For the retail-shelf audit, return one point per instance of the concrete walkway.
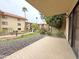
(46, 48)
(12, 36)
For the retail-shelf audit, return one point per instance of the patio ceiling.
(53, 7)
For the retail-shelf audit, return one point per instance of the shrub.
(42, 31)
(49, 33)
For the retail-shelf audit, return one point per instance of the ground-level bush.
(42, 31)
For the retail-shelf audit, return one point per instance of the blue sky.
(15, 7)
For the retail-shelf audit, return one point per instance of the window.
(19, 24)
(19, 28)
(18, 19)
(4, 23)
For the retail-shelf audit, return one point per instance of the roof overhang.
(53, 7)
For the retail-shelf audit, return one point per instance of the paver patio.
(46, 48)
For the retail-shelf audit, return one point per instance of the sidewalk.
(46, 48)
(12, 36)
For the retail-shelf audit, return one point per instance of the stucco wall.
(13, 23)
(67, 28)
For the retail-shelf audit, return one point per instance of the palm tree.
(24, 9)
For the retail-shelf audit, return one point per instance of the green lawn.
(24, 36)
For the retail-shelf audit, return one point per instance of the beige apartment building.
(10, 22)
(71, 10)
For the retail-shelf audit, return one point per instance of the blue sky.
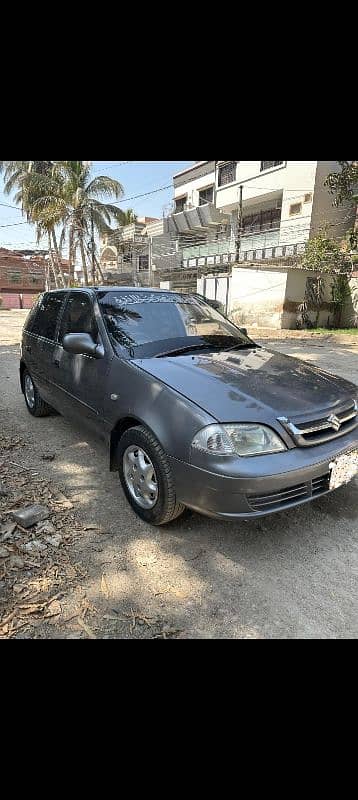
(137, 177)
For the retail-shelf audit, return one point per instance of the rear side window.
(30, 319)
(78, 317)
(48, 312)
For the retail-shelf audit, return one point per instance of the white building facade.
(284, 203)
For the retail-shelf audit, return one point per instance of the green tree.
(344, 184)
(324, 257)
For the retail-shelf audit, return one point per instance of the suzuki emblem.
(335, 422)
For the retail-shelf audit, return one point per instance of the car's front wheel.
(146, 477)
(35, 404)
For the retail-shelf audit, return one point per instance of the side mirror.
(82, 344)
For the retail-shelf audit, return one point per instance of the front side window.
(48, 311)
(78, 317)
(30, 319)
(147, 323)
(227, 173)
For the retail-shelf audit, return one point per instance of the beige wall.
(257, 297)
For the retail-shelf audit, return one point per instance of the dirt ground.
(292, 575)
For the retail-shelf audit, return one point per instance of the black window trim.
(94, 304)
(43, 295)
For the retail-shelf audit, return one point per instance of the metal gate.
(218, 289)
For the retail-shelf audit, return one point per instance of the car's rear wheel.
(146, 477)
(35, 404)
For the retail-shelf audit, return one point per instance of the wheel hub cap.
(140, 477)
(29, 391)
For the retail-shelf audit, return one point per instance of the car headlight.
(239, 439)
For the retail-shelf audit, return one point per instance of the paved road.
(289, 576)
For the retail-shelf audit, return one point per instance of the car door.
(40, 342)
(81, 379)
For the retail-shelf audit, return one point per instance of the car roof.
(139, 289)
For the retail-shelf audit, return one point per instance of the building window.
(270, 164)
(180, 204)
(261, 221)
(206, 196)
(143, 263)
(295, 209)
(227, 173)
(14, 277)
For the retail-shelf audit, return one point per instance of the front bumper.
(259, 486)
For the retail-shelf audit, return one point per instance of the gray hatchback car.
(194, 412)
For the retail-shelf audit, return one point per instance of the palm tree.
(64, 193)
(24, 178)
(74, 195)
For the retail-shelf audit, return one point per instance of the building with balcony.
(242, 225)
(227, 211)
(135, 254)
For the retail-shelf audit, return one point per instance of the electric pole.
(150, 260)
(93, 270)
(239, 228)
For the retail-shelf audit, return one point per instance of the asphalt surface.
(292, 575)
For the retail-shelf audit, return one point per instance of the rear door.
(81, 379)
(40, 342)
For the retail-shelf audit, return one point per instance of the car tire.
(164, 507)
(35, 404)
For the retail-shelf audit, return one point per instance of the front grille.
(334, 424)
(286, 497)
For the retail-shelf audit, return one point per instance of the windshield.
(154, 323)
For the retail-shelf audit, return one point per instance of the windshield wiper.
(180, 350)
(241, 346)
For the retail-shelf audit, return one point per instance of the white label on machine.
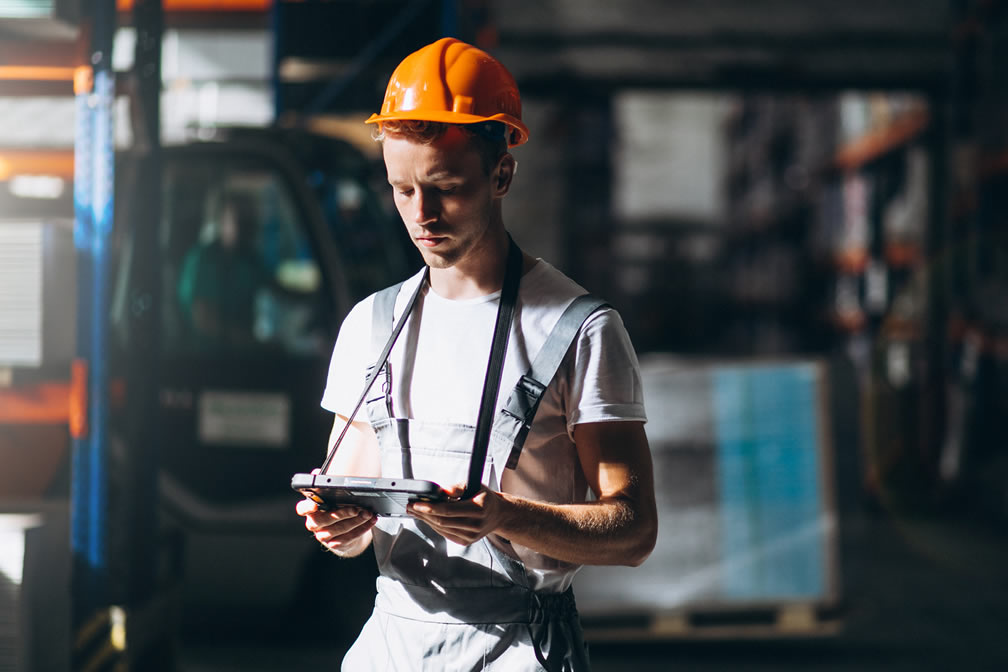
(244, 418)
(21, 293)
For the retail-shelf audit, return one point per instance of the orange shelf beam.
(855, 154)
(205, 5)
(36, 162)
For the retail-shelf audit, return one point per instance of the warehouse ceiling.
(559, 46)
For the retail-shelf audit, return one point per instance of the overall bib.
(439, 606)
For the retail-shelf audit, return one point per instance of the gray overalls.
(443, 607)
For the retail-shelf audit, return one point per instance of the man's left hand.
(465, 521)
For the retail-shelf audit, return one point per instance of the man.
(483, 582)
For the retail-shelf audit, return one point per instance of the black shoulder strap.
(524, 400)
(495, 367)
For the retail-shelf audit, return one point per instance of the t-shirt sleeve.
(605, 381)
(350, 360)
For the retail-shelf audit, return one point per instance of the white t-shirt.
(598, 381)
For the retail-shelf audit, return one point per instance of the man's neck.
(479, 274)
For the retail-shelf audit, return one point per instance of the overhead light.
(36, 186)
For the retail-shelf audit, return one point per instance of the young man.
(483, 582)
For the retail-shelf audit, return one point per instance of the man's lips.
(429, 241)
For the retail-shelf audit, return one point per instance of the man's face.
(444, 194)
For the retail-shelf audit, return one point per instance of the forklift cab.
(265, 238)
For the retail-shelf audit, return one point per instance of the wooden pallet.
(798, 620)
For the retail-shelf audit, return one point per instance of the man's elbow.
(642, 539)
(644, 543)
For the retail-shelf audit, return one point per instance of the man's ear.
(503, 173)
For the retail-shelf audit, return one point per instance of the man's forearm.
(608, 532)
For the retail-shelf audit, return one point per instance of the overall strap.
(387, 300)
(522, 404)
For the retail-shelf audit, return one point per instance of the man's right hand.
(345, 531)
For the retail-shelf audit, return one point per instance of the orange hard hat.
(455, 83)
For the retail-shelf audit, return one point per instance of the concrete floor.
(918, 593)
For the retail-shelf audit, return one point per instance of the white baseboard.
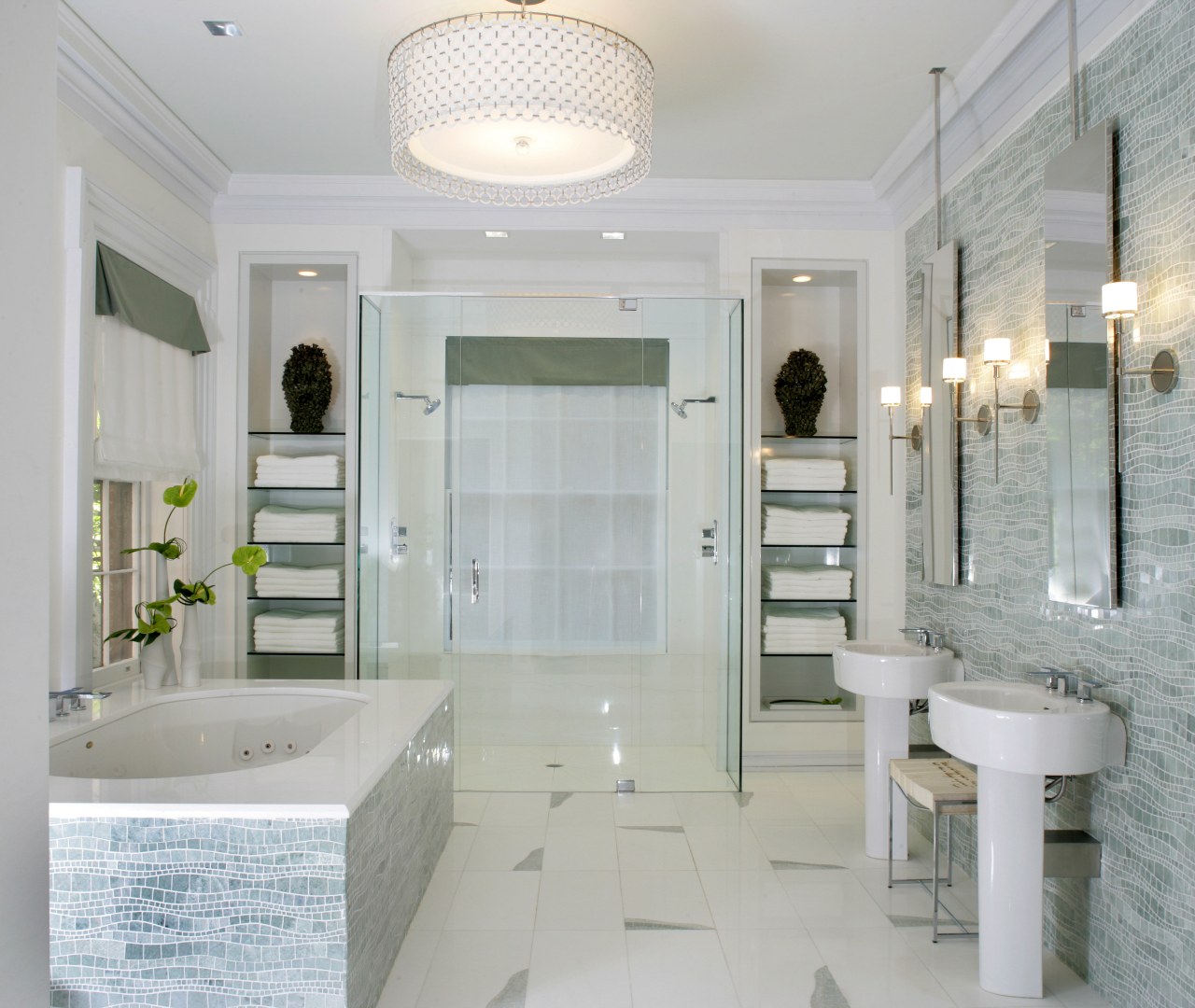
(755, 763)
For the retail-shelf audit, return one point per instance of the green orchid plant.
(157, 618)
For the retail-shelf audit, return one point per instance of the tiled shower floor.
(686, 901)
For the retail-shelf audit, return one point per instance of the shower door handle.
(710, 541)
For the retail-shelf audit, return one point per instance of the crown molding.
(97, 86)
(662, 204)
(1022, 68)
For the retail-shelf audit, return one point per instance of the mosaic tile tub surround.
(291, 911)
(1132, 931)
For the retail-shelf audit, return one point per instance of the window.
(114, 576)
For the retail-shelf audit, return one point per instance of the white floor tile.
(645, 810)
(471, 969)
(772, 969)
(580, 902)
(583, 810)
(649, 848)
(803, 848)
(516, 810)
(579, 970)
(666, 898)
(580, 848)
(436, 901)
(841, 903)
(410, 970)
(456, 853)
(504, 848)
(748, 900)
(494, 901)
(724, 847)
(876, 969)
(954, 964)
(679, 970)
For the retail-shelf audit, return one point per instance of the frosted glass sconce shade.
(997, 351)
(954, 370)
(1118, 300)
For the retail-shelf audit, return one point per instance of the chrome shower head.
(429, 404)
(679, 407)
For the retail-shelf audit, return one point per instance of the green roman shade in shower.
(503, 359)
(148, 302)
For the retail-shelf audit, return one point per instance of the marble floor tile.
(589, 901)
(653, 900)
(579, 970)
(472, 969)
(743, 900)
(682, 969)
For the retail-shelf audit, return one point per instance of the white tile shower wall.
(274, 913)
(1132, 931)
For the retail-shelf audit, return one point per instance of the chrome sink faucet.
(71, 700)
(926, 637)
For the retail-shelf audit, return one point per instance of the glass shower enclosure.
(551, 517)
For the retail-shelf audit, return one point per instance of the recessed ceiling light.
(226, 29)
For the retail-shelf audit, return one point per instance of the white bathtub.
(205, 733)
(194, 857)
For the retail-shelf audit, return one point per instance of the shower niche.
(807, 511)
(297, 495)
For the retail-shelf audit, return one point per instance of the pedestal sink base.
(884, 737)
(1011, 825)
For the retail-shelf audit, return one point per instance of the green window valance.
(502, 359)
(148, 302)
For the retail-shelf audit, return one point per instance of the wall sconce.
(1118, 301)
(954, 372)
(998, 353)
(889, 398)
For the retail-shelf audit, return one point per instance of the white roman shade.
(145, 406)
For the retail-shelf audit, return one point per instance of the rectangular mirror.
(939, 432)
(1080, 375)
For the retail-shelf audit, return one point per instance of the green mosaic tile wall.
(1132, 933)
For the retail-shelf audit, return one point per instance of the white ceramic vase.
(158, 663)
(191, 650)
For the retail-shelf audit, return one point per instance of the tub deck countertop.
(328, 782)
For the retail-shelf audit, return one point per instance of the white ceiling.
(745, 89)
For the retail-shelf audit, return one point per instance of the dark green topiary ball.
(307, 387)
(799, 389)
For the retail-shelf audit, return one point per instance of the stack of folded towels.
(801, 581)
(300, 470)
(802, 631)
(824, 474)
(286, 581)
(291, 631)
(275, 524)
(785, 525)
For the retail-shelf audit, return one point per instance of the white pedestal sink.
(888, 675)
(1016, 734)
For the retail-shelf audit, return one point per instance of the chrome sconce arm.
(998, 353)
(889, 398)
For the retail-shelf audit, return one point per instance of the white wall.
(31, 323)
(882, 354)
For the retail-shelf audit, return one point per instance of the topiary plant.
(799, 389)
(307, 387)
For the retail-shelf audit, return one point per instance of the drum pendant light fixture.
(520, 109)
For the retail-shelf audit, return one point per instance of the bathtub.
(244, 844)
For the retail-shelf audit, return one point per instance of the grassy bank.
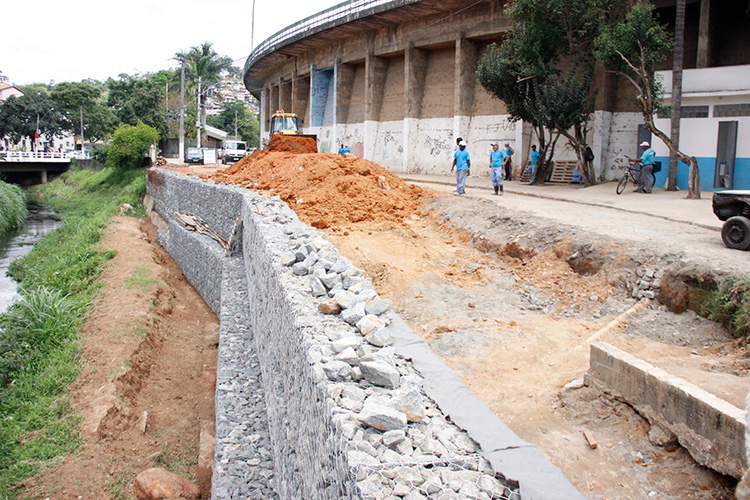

——————————

**Goal of the exercise:** Please copy exactly, and only, the lines from the one that contains "the wall sconce." through the last line of the data above, omitting all pictures.

**Your solution:**
For the retail-shelf audit, return one point per instance of the wall sconce.
(1118, 301)
(954, 372)
(998, 353)
(889, 398)
For the retail-shelf audit, return one point per instance of the white roman shade.
(145, 406)
For the retail-shelf audit, return one point per instance of the rectangular mirror.
(939, 432)
(1080, 375)
For the retail-shelf audit, return one point per instance of the green mosaic tile wall.
(1132, 933)
For the retail-shelf audit, return one point per instance of the white ceramic vase.
(158, 663)
(191, 650)
For the retail-shelf audit, return one point per instance of the tub deck countertop.
(328, 782)
For the retail-shelf audit, return one point per instance of the white ceiling.
(745, 89)
For the retail-shelf audit, return one point per instance of the dark green topiary ball.
(307, 387)
(799, 389)
For the retail-shelf audit, return one point per instance of the stack of folded towels.
(801, 581)
(300, 470)
(802, 631)
(824, 474)
(286, 581)
(291, 631)
(275, 524)
(785, 525)
For the retail-shelf audit, return one point per instance of the white pedestal sink.
(888, 675)
(1016, 734)
For the retail-shelf audit, return one point per instance of the chrome sconce arm.
(998, 353)
(889, 398)
For the retail-shelf audit, return one point per instance of the white wall.
(31, 323)
(882, 354)
For the retail-shelf audit, return one point per instance of the topiary plant.
(799, 389)
(307, 387)
For the retail-shelf audit, return one point per instance of the drum pendant light fixture.
(520, 109)
For the retail-shelf audit, return one point per instance of the bathtub.
(244, 844)
For the retail-shelf audit, return one point per instance of the grassy bank.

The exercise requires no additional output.